++++ Document section

Charles V was on the point of becoming as despotic in Germany as he was in Spain. The long interval of peace, though not very profound—war being always threatened and attempts to provoke it frequent—yet was sufficiently so to enable him to devote himself to his favorite scheme of humbling the princes and free states of the empire. He had sown dissension among them, succeeded in breaking up the League of Smalkald, and detained in prison, threatened with perpetual captivity, the Landgrave of Hesse and the elector John Frederick of Saxony. They had been sentenced to death, having taken up arms against him. Frequently appealed to to release them, Charles declared that to trouble him further on their account would be to bring on them the execution of the sentence they so richly merited.

++++++++

» Written task 1
In the records below, rewrite the stretch from the line containing "Practice step: label each instance of the red jet" through the end of the records, putting "state" in place of "report" and keeping everything else the same. Omit the pictures from your answer.

++++ Listed records

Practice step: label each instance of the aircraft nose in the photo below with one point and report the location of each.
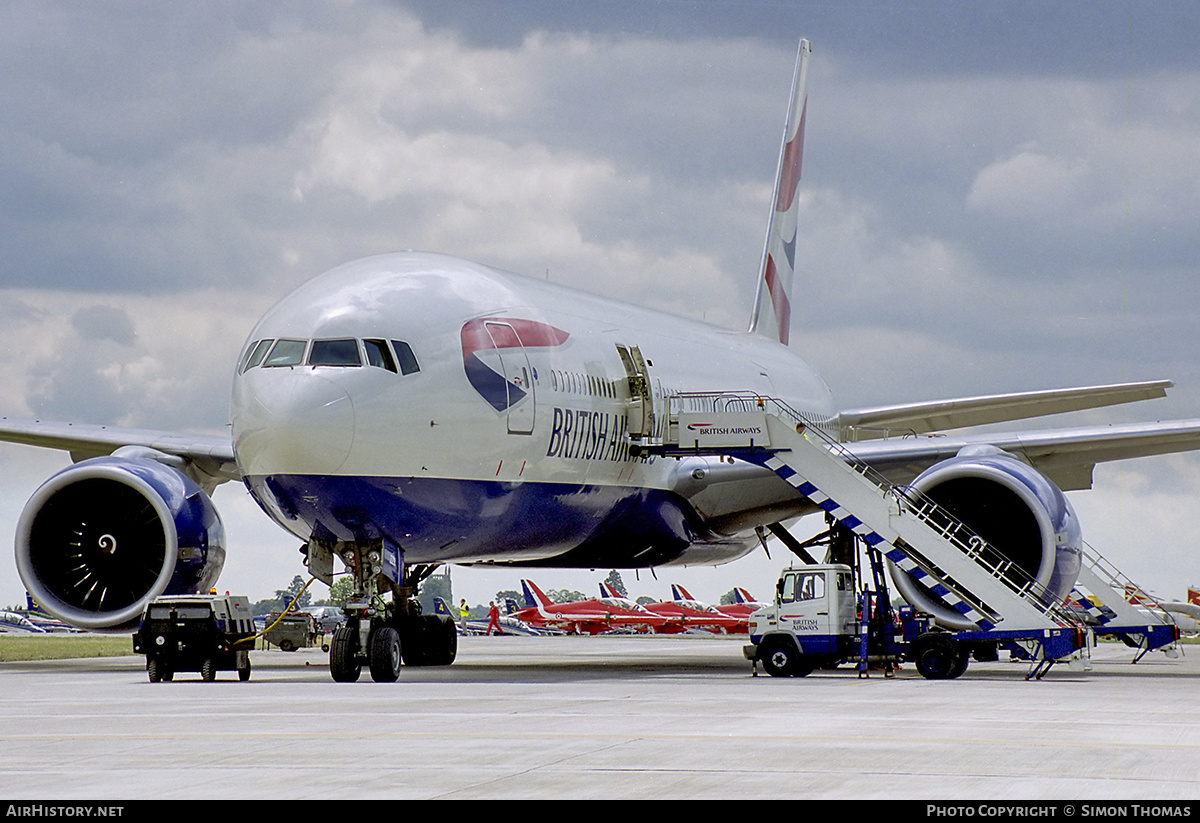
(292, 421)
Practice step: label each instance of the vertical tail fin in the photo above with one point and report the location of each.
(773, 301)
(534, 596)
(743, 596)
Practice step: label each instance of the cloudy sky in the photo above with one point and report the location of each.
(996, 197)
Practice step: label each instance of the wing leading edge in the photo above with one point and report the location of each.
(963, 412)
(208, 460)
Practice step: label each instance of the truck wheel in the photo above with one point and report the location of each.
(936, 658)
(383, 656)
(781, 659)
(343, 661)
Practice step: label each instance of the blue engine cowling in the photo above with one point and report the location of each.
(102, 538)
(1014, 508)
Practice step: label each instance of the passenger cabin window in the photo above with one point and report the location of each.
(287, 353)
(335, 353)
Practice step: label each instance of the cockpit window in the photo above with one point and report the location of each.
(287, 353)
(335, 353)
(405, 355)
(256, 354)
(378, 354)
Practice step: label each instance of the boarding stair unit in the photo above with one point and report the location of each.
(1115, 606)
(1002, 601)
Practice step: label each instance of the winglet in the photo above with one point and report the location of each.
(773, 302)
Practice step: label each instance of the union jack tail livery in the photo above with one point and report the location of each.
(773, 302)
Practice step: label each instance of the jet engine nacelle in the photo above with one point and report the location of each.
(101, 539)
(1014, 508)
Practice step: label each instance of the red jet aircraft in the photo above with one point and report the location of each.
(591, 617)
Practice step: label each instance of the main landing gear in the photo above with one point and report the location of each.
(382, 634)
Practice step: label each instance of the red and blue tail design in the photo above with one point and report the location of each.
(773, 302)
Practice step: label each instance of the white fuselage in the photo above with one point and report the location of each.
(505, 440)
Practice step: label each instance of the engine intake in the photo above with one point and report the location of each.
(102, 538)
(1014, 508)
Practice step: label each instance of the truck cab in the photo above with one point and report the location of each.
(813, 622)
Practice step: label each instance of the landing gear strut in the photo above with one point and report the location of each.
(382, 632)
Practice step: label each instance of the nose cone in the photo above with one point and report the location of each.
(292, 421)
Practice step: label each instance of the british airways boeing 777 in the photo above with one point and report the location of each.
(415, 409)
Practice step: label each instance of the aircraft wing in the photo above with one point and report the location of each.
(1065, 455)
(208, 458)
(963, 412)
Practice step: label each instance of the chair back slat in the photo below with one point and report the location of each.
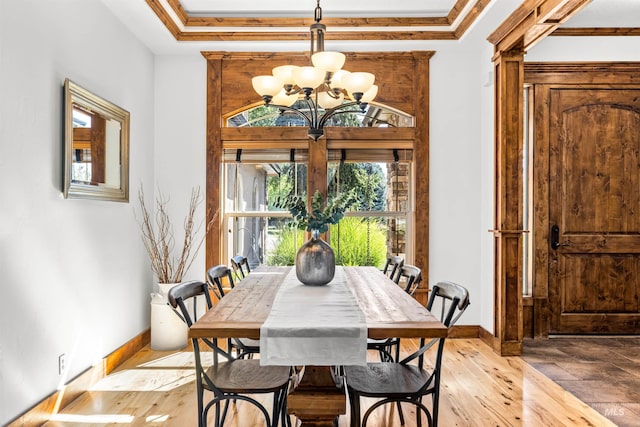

++++++++

» Written task 2
Pick up the passage on Charles V and the imprisoned German princes after its last sentence and carry it forward.

» Right answer 1
Practice step: label each instance of the red jet aircraft in the photo above with one point and state the location of each.
(591, 617)
Practice step: label each instance of the main landing gear in the photo above with one point and state the location of each.
(382, 634)
Practice step: label each instance of the red and blue tail design in the photo above with one point and state the location of each.
(773, 302)
Practice step: label each instance of the white fuselage in the photo above with one point and state the location of each.
(505, 440)
Practice step: label each instance of the engine intake in the photo above with one point and state the location of each.
(102, 538)
(1014, 508)
Practice step: label each instance of the truck cab in the photo above with one point and state the location of each.
(813, 622)
Practice step: label each instance of the landing gear strut in the photo above with one point and state the location of each.
(382, 632)
Practice step: label each instance of the nose cone in the photo above with one point and state the location of each.
(292, 421)
Practice step: label each instance of the british airways boeing 777 in the photo above with one point and state the location of each.
(415, 409)
Practice step: label each instance of the aircraft wing in the photo above with one point and state the location of each.
(1065, 455)
(208, 458)
(963, 412)
Practice step: label each instance of the chair back slat in the photo below with one point and state the location of each.

» Right answer 2
His political aims he believed to be now accomplished, and the spirit of German independence nearly, if not wholly, extinguished. But with this he was not content. The time had arrived, he thought, for the full and final extirpation of heresy, and the carrying out of his grand scheme of "establishing uniformity of religion in the empire." The formula of faith, called the "Interim," which he had drawn up for general observance until the council reassembled, had been for the sake of peace accepted with slight resistance, except at Magdeburg, which, for its obstinate rejection of it, was placed under the ban of the empire. But the prelates were assembling at Trent, and the full acquiescence of all parties in their decisions—given, of course, in conformity with the views of Charles V—was to be made imperative.

Henry II had already renewed the French alliance with Sultan Solyman, and was urged to send his lieutenants to ravage the coast of Sicily—a suggestion he was not at all loath to follow. Yet the proposal of an alliance with the heretic German princes—though the league was not simply a Protestant one—met with strenuous opposition from that excellent Catholic, Anne de Montmorency. The persecuting King, too, anxious as he was to oppose his arms to those of the Emperor, feared to do so in alliance with heretics, lest he should compromise his soul's salvation.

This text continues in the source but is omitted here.